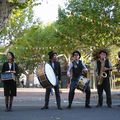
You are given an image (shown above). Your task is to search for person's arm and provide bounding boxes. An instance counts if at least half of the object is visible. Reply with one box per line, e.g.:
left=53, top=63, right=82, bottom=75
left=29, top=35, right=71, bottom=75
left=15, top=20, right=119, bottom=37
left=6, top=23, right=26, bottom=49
left=104, top=61, right=112, bottom=71
left=58, top=62, right=61, bottom=81
left=2, top=63, right=6, bottom=73
left=67, top=62, right=73, bottom=77
left=82, top=62, right=88, bottom=72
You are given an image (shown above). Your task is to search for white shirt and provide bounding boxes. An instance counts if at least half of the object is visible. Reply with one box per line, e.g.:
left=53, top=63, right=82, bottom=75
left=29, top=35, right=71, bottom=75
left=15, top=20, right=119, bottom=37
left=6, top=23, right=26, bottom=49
left=67, top=60, right=88, bottom=77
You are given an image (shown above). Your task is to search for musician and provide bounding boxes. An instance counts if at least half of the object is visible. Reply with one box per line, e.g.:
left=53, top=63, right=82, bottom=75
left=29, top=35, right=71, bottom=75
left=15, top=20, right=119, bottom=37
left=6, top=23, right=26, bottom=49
left=2, top=52, right=18, bottom=112
left=67, top=51, right=91, bottom=109
left=96, top=50, right=112, bottom=108
left=41, top=51, right=62, bottom=110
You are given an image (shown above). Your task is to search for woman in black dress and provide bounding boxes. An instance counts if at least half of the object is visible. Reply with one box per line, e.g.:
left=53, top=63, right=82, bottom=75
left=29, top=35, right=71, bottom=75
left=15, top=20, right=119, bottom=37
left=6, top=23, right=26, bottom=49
left=2, top=52, right=18, bottom=111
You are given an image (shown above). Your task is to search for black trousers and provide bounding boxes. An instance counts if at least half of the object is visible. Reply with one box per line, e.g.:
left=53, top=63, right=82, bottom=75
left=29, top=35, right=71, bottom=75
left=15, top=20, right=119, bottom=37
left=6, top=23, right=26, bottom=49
left=97, top=77, right=112, bottom=106
left=68, top=80, right=91, bottom=106
left=45, top=85, right=61, bottom=108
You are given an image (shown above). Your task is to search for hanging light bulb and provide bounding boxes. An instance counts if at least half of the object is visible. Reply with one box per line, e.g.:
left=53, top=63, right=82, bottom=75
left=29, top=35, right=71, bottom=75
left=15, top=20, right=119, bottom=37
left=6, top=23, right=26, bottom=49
left=18, top=0, right=26, bottom=3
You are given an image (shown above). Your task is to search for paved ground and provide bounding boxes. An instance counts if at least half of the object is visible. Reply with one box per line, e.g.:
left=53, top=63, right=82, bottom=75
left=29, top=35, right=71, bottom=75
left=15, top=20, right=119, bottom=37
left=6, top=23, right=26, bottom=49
left=0, top=88, right=120, bottom=120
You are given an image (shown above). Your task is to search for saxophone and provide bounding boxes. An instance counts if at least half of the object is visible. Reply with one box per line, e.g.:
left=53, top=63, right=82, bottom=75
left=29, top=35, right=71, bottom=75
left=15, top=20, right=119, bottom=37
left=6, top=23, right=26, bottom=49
left=98, top=60, right=107, bottom=85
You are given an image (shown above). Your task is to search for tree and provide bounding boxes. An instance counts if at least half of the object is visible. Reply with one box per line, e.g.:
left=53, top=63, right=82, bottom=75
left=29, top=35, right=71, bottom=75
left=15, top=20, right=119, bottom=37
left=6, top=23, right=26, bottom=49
left=58, top=0, right=120, bottom=49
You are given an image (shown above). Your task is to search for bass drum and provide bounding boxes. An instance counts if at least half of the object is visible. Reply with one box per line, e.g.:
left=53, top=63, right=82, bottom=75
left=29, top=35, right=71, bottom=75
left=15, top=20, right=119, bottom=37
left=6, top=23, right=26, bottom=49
left=36, top=63, right=57, bottom=88
left=77, top=76, right=90, bottom=92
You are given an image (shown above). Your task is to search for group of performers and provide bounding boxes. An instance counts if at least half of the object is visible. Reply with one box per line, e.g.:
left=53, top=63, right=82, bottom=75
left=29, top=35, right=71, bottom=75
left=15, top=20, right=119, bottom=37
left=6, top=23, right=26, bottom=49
left=2, top=50, right=112, bottom=111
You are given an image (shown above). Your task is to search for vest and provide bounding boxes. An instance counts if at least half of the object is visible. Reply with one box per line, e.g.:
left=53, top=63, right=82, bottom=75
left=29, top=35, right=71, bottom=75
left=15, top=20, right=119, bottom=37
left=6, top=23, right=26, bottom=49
left=72, top=60, right=84, bottom=78
left=97, top=59, right=110, bottom=76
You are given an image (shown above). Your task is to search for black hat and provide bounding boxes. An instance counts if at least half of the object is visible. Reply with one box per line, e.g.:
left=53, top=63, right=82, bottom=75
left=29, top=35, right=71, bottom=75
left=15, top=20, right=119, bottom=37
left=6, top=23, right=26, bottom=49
left=72, top=50, right=81, bottom=57
left=48, top=51, right=57, bottom=59
left=99, top=50, right=108, bottom=55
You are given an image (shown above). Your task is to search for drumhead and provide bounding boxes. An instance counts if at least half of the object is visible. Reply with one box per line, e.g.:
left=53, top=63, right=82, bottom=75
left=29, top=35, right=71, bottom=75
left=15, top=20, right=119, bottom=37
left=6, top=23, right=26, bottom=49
left=45, top=63, right=56, bottom=86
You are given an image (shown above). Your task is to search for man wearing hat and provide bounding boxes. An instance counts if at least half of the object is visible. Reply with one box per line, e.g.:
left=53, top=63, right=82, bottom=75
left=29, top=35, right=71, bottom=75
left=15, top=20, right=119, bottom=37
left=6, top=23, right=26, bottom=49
left=67, top=51, right=91, bottom=109
left=95, top=50, right=112, bottom=108
left=41, top=51, right=62, bottom=110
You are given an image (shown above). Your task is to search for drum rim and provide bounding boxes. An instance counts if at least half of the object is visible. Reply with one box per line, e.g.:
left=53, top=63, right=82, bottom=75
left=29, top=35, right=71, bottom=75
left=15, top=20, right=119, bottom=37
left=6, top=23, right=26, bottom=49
left=44, top=62, right=57, bottom=87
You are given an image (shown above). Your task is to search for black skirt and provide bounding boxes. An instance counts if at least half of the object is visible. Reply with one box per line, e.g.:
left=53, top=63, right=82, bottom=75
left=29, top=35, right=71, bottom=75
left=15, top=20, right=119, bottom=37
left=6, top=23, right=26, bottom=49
________________________
What the task requires:
Copy the lines of the listing again, starting at the line that contains "search for woman" and ending after the line that contains "left=2, top=52, right=18, bottom=111". In the answer bounding boxes only, add 56 to every coordinate, and leave the request and its sample boxes unchanged.

Complete answer:
You are given an image (shown above). Your task is to search for woman in black dress and provide bounding boxes. An instance counts if at least half of the object is visible. Reply with one box per line, e.g.:
left=53, top=63, right=82, bottom=75
left=29, top=35, right=71, bottom=75
left=15, top=20, right=119, bottom=37
left=6, top=23, right=26, bottom=49
left=58, top=108, right=74, bottom=167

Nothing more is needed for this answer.